Exactly and only the lines from the one containing "the bowl rim" through the close of the entries below are to be set down.

(Records from a data source)
════════

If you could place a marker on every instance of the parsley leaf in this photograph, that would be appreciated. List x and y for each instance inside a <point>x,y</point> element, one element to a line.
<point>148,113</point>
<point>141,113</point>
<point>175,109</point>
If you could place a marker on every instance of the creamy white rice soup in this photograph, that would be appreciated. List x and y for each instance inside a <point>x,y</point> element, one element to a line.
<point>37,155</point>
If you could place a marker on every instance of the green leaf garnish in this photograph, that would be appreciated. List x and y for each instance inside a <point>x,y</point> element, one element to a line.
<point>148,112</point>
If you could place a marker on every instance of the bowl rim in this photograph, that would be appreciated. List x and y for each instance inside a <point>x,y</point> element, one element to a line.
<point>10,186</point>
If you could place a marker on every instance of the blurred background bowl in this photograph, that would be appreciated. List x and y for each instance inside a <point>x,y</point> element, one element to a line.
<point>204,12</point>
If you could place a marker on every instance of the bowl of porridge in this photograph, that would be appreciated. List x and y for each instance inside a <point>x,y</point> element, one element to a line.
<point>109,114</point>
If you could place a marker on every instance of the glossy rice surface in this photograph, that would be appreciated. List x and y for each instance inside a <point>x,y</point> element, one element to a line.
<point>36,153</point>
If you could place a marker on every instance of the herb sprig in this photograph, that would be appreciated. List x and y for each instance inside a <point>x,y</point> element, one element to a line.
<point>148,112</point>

════════

▶ _COMPLETED EXERCISE_
If you could place a marker on every instance of the bowl rim in this photograph, that would be appreciated. List x and y for each instance inside a <point>x,y</point> element, one element to a line.
<point>10,186</point>
If you could place a marker on every instance of the blurred background bowl in this photograph, that would be appreciated. List x and y for each instance inside a <point>x,y</point> element, one element to a line.
<point>204,12</point>
If you could place a marker on every instance of the bowl of porridge in this photograph, that would be appreciated. List x and y for each instance inside a <point>x,y</point> element, one element to a line.
<point>109,114</point>
If you could place a marker on every instance of the glossy rice surface in this photograph, that would be appreciated. List x and y for each instance inside a <point>x,y</point> element, one element to a line.
<point>36,153</point>
If you could place a marker on every instance of the herb sprig in this photograph, that would be appreciated. List x and y for each instance inside a <point>x,y</point> element, one element to a line.
<point>148,112</point>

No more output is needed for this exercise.